# DATA SHOWN
_ _ _ _ _
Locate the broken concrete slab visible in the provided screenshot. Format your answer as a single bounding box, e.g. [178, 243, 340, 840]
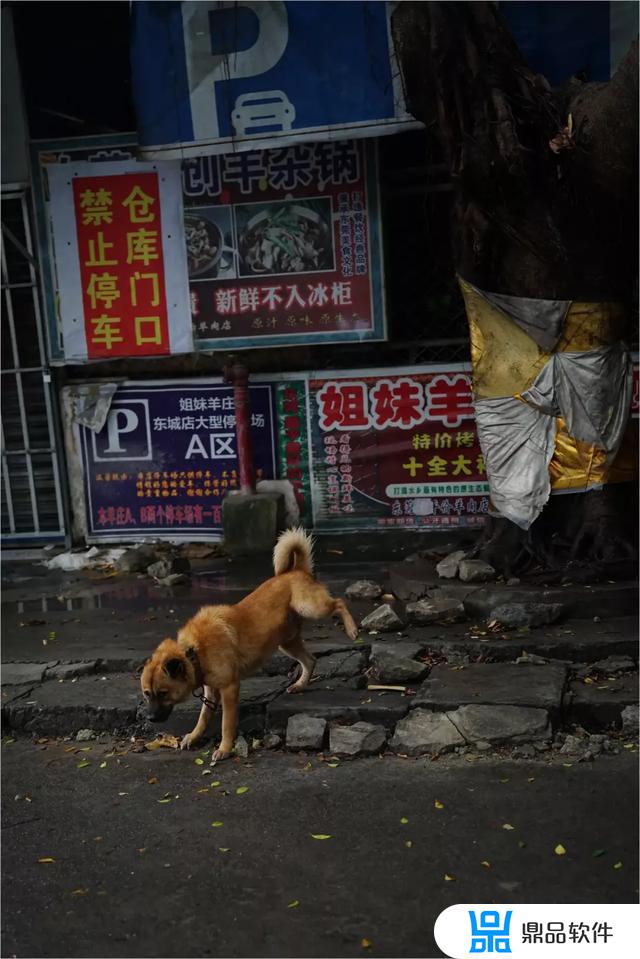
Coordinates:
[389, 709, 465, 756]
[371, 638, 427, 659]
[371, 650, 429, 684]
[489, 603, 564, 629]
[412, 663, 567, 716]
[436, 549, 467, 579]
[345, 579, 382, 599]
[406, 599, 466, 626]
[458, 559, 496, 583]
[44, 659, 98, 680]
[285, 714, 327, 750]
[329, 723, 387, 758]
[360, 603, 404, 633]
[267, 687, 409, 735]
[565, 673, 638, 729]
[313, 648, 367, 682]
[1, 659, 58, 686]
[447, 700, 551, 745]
_ _ _ _ _
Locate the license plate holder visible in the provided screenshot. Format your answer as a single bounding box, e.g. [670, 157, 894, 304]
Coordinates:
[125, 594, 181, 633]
_ _ _ _ _
# TASK DESCRIPTION
Print the records exactly as they appear, from the line containing "Locate the broken" through the line containing "[447, 700, 551, 745]", including both of those lines. Leave the pictures out of your answer.

# PROBLEM SOLUTION
Locate the broken concrete slab visible in the provided screenshot. Format your answer as a single bounding box, e.g. [178, 243, 340, 840]
Coordinates:
[389, 709, 465, 756]
[371, 638, 427, 659]
[371, 650, 429, 684]
[489, 603, 564, 629]
[412, 663, 567, 716]
[436, 549, 467, 579]
[345, 579, 382, 599]
[406, 599, 466, 626]
[458, 559, 496, 583]
[44, 659, 98, 680]
[285, 714, 327, 750]
[329, 723, 387, 758]
[360, 603, 404, 633]
[267, 687, 409, 735]
[565, 673, 638, 729]
[313, 648, 367, 682]
[1, 659, 58, 686]
[447, 700, 551, 745]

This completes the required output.